• GOAL
Rewrite the rows from the first line through the line with "690,285 -> 955,394", both included. Leave the requests unchanged, and multiply each coordinate in the answers by 0.45, rounding to whole numbers with halves rounded up.
-*-*-
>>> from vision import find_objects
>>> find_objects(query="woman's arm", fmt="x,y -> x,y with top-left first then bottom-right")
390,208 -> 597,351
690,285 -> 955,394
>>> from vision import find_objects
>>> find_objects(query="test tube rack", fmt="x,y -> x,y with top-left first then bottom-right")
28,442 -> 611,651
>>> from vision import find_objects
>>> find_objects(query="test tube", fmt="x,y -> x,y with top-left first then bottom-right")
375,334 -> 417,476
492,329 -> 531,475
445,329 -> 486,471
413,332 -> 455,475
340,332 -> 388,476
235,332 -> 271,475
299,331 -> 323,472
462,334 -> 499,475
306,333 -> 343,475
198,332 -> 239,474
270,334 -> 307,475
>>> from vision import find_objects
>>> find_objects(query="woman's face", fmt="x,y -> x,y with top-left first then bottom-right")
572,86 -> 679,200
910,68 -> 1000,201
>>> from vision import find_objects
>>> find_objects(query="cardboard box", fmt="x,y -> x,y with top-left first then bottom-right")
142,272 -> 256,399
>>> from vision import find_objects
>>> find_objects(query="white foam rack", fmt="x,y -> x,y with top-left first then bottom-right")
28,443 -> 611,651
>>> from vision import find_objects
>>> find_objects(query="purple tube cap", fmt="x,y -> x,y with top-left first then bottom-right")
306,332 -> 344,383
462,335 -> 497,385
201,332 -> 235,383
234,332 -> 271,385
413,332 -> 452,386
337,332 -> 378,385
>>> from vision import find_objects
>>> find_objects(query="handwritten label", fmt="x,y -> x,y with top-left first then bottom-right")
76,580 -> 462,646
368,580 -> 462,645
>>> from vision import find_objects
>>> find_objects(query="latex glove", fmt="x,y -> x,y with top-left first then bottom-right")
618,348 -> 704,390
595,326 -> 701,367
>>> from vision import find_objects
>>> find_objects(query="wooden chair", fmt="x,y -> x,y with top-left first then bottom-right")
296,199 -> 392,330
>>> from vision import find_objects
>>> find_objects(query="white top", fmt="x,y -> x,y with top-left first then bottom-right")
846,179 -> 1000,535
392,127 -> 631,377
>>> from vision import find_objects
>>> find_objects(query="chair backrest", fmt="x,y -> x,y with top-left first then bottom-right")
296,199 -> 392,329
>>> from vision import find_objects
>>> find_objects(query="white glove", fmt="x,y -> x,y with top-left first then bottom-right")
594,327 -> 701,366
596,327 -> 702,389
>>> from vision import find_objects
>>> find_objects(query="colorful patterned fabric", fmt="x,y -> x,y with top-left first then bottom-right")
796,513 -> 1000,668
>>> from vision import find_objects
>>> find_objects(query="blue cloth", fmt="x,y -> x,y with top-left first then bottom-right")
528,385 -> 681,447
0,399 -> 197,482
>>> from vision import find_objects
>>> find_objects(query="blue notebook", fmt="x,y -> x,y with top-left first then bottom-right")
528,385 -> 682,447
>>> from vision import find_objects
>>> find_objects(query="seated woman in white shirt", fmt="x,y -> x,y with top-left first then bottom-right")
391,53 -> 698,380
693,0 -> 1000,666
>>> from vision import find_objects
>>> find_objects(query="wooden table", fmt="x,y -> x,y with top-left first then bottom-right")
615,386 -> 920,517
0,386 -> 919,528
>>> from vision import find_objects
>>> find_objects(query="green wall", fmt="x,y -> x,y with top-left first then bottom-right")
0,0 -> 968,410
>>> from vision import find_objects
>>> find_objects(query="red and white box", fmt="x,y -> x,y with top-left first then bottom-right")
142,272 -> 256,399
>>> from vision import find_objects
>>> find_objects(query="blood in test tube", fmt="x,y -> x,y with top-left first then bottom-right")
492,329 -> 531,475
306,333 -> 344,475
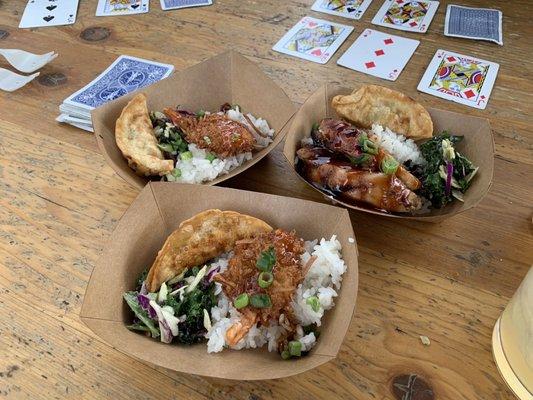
-*-*-
• THE COMPLETED TASK
>>> from vision import find_objects
>>> find_objects(query="woman's arm", fmt="x,y -> x,y with top-left first then bottom-right")
176,94 -> 269,158
311,128 -> 430,177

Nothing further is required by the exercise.